++++ Extracted information

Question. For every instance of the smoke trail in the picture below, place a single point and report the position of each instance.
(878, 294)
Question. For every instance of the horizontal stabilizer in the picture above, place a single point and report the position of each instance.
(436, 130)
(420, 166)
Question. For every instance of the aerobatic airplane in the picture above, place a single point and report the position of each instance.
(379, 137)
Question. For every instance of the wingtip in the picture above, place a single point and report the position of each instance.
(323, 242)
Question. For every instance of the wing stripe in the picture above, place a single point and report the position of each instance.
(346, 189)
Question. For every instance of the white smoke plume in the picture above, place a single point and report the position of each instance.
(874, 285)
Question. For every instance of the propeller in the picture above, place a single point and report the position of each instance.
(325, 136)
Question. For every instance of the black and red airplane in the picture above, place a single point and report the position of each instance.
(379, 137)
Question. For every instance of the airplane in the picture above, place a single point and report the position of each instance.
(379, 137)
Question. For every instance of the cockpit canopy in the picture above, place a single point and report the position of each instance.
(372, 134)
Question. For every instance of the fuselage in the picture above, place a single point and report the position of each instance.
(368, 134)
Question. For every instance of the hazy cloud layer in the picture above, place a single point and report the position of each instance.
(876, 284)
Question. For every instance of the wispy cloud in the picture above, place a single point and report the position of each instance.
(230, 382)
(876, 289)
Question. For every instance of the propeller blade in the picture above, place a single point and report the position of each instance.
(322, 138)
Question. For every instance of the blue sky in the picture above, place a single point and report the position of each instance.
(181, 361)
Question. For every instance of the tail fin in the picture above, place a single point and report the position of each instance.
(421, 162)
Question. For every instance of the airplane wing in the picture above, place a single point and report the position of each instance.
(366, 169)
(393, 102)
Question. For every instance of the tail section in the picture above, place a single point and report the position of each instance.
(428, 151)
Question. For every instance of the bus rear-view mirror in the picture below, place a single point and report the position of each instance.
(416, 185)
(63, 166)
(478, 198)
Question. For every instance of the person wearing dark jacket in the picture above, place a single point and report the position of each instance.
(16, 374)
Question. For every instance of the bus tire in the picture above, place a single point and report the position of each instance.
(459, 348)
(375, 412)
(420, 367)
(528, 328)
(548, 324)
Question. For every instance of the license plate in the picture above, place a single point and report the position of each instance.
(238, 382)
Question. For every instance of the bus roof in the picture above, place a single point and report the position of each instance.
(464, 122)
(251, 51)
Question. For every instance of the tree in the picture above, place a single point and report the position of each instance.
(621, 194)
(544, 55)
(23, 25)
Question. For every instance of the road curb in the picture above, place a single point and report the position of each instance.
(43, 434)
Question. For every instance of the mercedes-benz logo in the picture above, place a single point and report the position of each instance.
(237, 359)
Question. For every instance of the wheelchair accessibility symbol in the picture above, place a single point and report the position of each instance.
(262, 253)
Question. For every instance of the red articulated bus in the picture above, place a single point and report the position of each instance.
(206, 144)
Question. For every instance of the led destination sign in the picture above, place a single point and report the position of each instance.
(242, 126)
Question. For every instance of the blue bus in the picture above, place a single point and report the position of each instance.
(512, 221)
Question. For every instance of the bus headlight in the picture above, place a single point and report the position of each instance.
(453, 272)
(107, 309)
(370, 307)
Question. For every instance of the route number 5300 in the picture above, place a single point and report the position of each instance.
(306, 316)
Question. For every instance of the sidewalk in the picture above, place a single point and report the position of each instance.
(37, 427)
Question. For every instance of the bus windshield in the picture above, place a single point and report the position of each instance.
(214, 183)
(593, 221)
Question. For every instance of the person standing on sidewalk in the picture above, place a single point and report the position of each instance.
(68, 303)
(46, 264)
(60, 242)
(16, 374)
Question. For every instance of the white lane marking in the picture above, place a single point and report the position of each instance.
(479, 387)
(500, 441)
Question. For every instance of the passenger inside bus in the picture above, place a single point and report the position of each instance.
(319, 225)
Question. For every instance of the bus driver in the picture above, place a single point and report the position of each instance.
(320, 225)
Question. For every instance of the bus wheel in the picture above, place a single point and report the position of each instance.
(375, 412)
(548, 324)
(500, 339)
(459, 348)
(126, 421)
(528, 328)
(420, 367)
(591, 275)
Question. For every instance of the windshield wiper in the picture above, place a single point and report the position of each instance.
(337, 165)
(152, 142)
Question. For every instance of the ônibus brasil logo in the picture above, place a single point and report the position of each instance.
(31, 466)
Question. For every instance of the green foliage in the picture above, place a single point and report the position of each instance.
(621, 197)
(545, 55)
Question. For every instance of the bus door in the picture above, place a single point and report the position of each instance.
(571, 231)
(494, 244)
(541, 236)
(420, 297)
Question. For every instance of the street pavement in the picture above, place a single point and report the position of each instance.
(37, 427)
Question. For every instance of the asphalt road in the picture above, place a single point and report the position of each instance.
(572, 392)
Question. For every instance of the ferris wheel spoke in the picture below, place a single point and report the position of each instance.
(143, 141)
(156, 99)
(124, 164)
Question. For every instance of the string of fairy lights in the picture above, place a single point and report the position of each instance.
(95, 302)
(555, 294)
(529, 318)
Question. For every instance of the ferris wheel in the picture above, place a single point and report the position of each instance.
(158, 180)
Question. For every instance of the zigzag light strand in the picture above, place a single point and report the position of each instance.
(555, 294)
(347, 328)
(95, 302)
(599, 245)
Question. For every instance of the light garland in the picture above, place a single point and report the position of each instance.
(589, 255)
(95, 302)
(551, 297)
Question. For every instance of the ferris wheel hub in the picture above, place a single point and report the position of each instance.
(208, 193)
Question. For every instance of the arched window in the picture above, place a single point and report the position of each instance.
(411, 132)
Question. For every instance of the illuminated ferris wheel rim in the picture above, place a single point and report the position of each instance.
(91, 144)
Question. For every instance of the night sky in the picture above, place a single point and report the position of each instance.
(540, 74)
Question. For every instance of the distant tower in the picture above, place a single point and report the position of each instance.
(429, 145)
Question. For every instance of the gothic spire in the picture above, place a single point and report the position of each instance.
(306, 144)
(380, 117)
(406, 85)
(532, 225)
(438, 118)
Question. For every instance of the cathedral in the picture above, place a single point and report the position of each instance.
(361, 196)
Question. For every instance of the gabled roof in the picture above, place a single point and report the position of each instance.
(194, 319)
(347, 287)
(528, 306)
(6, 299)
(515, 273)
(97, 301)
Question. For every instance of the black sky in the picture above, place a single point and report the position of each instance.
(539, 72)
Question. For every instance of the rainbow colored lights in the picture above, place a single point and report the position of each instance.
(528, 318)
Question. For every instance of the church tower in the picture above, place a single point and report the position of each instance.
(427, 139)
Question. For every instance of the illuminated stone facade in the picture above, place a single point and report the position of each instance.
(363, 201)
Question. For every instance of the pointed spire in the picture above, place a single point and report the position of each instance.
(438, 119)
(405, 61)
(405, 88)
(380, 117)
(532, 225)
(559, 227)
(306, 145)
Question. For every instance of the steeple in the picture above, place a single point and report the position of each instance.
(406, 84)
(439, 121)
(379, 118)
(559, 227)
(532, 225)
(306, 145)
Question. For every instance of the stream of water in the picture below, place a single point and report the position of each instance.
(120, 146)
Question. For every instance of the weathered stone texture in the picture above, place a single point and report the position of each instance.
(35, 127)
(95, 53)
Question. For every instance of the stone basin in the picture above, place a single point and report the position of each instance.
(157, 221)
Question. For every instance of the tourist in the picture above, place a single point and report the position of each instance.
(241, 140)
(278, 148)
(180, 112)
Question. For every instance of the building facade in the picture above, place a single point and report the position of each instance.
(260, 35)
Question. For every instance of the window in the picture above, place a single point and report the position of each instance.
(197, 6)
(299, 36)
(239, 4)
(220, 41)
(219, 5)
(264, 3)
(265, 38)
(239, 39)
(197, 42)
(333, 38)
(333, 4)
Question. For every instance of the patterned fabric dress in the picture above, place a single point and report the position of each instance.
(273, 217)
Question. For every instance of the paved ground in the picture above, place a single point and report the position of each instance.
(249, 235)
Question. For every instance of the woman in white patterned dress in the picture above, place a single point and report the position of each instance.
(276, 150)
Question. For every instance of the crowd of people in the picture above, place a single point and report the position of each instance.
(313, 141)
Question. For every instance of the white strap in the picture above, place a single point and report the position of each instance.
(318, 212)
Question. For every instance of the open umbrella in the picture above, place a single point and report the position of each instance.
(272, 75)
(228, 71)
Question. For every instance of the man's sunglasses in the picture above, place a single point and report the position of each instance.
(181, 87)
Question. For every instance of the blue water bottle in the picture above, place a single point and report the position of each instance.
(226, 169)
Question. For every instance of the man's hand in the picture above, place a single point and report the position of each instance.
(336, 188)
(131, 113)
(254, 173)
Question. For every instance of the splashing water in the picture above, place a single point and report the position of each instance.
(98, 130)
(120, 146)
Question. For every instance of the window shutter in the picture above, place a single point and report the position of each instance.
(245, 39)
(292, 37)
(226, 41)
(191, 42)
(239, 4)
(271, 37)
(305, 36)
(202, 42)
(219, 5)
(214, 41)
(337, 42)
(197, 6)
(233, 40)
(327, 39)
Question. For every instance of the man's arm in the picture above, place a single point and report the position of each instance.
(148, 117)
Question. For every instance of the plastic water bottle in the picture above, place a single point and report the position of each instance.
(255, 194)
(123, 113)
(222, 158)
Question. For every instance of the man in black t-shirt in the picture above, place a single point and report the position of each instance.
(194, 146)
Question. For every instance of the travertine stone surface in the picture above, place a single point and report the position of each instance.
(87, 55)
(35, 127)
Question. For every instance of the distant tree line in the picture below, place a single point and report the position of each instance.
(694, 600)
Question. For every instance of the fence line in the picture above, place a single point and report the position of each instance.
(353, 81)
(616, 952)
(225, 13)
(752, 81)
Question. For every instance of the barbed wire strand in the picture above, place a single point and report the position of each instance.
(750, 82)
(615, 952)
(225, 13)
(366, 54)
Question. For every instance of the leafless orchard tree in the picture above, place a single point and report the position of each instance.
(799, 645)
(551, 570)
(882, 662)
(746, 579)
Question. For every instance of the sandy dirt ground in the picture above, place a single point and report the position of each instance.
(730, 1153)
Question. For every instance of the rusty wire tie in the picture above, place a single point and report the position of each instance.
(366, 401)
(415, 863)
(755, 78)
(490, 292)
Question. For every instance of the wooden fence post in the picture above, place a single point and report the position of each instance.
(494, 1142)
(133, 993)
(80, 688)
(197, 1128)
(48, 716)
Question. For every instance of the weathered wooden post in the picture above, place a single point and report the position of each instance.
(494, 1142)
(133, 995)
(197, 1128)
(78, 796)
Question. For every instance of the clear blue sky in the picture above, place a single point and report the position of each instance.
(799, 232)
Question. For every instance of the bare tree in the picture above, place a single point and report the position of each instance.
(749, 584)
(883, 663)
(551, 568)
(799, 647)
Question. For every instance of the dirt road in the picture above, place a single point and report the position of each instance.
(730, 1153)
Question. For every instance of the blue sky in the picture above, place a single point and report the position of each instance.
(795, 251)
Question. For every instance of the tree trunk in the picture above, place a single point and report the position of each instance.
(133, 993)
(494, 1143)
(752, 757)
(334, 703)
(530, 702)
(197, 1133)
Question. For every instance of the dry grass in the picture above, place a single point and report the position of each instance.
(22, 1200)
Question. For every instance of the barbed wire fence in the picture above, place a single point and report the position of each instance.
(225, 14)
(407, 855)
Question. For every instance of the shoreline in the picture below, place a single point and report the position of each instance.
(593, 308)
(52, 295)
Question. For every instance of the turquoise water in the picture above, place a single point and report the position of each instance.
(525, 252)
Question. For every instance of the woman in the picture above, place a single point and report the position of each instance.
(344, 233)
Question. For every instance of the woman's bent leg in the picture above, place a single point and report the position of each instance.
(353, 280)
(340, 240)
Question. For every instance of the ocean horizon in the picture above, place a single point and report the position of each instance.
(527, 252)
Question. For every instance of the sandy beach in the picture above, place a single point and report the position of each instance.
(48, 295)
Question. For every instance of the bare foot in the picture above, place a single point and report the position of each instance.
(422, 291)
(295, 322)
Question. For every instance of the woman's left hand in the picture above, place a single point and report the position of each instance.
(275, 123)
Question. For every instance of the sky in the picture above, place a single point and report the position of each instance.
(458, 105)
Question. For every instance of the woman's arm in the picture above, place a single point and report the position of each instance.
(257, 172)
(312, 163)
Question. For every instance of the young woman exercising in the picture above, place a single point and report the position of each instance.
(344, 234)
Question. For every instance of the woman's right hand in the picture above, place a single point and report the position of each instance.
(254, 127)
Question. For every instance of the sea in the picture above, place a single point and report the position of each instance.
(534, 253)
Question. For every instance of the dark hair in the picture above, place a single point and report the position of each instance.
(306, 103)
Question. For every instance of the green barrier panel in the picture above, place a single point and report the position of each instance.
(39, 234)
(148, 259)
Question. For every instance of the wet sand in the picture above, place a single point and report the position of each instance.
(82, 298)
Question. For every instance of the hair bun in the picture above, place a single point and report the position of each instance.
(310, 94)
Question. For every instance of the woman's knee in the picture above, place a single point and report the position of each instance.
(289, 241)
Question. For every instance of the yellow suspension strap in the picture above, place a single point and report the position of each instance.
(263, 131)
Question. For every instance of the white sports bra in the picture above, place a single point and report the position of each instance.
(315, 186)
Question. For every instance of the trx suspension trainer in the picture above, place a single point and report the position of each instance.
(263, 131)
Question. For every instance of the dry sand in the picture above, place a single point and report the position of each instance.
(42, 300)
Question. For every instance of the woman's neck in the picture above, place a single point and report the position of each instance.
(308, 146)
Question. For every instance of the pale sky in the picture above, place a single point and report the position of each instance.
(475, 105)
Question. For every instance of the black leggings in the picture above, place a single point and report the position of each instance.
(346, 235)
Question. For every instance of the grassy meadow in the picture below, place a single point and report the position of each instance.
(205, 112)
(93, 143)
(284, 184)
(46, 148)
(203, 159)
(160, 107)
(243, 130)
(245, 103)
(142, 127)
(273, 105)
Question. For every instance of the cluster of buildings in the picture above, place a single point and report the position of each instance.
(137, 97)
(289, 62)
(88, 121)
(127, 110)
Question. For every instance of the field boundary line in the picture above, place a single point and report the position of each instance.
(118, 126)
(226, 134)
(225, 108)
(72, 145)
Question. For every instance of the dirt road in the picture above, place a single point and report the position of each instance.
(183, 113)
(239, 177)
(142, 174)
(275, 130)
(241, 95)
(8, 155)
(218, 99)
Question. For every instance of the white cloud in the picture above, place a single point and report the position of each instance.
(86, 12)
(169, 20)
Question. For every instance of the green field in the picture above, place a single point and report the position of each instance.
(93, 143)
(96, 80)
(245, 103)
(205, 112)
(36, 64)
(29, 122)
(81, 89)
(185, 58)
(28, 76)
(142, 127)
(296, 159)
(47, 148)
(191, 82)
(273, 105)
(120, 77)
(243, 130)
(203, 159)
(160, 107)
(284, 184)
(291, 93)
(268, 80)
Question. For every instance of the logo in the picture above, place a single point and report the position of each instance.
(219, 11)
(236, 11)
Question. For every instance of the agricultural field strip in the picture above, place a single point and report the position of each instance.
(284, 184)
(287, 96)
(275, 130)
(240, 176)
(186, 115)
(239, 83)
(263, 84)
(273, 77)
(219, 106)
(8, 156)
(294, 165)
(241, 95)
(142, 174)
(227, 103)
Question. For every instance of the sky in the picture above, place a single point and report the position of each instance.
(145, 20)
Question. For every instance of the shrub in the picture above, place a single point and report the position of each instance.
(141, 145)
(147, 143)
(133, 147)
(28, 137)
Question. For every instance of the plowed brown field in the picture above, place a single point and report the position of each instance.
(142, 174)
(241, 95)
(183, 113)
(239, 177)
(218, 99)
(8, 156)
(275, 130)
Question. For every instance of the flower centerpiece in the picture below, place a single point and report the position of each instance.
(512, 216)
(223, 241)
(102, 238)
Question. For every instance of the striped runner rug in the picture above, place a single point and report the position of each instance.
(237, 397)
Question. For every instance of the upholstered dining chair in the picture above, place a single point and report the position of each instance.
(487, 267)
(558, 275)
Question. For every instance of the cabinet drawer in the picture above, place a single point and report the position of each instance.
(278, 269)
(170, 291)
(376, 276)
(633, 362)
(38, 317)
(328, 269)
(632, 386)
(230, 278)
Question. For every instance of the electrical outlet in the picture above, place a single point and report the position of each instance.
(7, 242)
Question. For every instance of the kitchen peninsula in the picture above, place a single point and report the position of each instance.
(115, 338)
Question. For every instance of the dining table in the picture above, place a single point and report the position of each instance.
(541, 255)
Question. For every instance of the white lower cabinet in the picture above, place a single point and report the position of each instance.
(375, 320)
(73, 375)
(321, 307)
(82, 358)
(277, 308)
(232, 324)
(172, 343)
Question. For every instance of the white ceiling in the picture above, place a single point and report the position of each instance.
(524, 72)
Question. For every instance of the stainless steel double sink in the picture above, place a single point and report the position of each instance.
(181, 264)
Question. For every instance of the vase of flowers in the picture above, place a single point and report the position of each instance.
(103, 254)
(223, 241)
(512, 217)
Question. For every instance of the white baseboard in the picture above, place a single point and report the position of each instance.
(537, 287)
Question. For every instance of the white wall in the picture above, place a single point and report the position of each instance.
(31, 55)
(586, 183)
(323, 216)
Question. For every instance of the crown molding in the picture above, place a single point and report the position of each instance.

++++++++

Everything from the line that contains "Question. For every instance of the white ceiling" through the end of the records must be duplicated exactly, and nothing outside that range.

• Exercise result
Question. For every instance of the white ceiling in the picture above, place a single point and report the position of each instance.
(524, 72)
Question. For every instance of the stainless steel double sink in the picture above, place a single point and report the position of each instance.
(181, 264)
Question. For every instance of the vase of flowers in the picture above, place a single point and report the position of each instance.
(103, 254)
(223, 241)
(512, 217)
Question. For every instance of the white baseboard in the picture above, place a single point and report the position of each instance.
(537, 287)
Question. For every instance of the white wall in the picture above, place a single point and report the position of each instance.
(31, 55)
(586, 183)
(323, 216)
Question. For every instance of the crown molding in the picture above, place a single point and report the position of each instance.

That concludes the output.